─── Working data

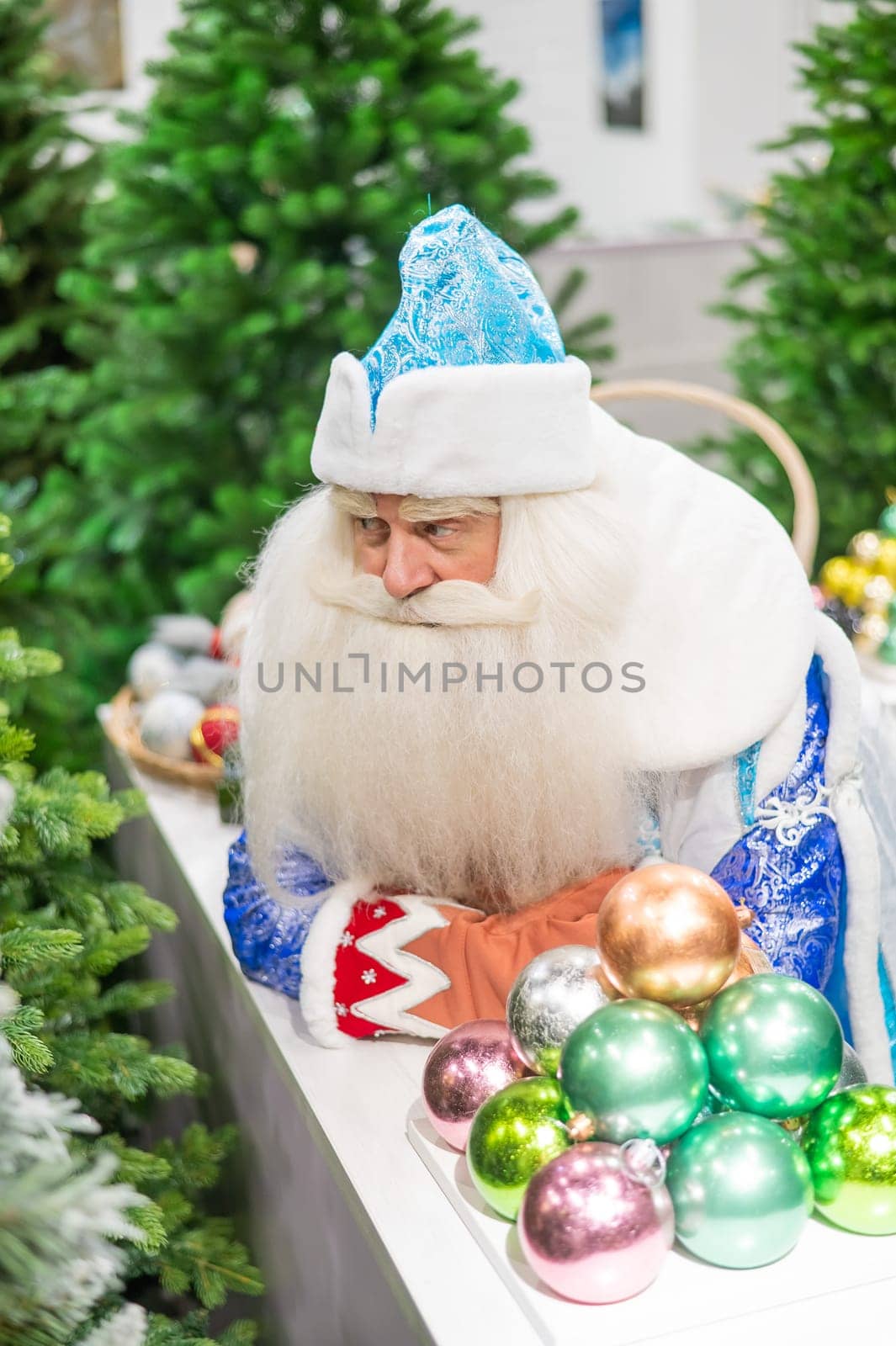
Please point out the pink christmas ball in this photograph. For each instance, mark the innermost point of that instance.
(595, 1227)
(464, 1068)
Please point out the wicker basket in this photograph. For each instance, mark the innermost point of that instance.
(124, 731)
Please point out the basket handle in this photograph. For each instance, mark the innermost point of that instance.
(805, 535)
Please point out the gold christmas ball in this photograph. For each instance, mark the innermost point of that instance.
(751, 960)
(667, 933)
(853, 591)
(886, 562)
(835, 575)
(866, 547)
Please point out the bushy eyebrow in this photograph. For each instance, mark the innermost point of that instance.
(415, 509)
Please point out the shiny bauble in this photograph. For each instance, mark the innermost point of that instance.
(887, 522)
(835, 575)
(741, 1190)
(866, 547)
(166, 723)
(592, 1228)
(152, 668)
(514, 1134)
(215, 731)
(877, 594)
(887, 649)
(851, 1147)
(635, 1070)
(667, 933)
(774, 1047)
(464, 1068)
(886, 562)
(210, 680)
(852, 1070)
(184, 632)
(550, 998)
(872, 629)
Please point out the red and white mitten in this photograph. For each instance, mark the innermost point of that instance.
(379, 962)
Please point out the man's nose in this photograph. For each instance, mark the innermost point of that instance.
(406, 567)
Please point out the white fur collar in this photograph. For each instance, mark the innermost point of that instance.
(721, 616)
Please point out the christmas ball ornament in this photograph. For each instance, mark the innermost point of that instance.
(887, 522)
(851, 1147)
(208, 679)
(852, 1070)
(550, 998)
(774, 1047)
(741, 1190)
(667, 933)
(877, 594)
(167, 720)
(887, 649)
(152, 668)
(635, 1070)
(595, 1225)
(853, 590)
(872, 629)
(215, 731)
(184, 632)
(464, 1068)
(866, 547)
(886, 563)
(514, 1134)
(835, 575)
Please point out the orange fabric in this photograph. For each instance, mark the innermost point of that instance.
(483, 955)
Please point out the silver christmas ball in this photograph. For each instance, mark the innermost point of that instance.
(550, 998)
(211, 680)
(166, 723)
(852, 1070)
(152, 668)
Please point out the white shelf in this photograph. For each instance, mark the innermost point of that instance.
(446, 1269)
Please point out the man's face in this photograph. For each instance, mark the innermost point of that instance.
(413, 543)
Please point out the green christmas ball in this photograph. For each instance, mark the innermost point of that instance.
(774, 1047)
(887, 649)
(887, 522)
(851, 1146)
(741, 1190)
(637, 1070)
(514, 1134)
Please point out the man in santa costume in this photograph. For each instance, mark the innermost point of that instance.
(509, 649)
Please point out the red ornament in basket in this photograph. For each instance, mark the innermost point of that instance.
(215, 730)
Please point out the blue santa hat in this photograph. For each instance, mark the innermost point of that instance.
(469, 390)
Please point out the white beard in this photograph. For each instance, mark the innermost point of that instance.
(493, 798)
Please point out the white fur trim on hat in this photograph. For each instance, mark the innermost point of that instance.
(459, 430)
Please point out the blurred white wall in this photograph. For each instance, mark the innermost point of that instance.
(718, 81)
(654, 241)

──────
─── Working data

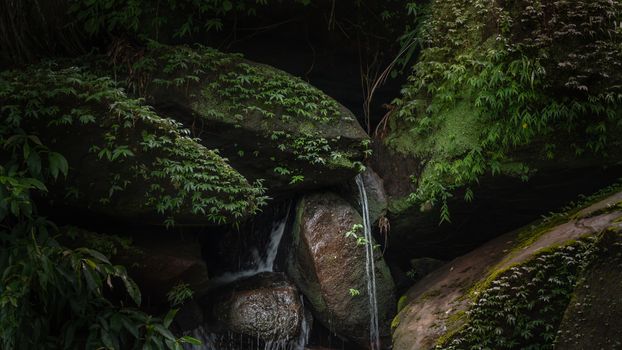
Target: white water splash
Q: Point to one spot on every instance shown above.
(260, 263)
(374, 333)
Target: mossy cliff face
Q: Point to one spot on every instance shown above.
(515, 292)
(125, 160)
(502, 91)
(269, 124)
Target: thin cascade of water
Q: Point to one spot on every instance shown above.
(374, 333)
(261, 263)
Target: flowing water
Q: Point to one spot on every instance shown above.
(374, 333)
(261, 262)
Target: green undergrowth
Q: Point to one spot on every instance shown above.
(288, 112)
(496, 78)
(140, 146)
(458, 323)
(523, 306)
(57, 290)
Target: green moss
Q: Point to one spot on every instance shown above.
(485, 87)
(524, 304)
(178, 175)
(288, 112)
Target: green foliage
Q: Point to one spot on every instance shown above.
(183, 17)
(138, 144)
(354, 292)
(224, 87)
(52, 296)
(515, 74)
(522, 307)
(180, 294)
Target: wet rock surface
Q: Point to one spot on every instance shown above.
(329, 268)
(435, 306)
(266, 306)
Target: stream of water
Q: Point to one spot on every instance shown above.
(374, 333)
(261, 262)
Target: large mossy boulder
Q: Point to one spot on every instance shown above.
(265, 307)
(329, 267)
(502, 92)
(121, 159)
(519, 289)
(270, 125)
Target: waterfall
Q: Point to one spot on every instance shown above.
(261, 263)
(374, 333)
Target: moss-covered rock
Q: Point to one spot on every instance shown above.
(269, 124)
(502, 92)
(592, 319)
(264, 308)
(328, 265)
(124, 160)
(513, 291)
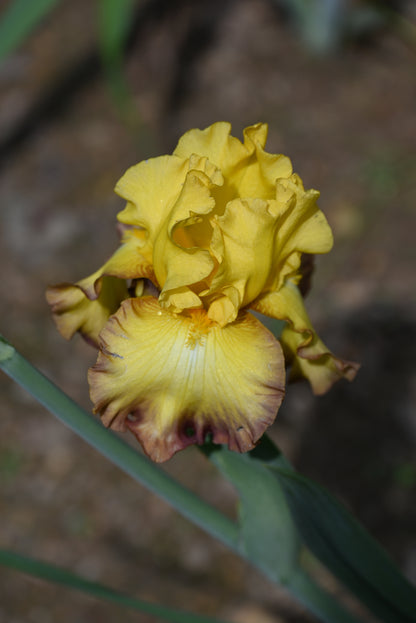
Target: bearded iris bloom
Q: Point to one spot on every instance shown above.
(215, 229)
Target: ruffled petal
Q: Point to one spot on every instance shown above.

──────
─── Working data

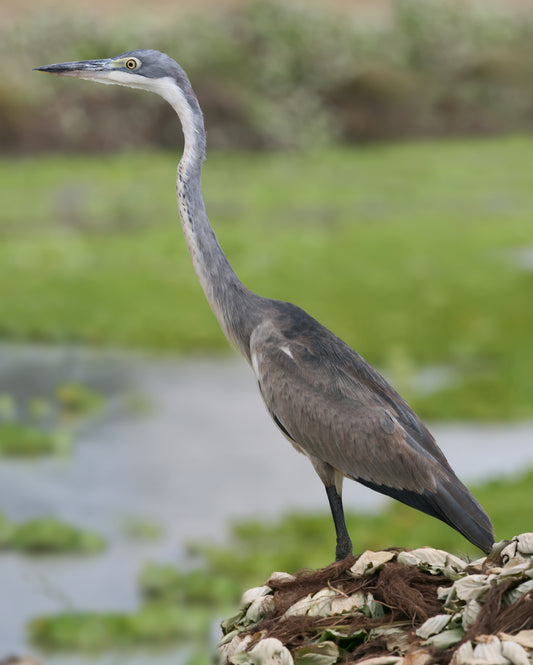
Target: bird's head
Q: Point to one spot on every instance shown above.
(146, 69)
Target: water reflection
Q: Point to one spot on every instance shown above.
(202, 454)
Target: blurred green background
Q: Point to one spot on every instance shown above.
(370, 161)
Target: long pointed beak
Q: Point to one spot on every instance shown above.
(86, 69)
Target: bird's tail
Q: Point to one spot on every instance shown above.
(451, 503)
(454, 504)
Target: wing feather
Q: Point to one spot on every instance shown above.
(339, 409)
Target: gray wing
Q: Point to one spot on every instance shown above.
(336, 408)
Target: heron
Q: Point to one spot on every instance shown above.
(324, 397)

──────

# What you will do:
Check each line of the records above for the string "bird", and report every line that has it.

# Result of this task:
Target: bird's head
Target: bird's tail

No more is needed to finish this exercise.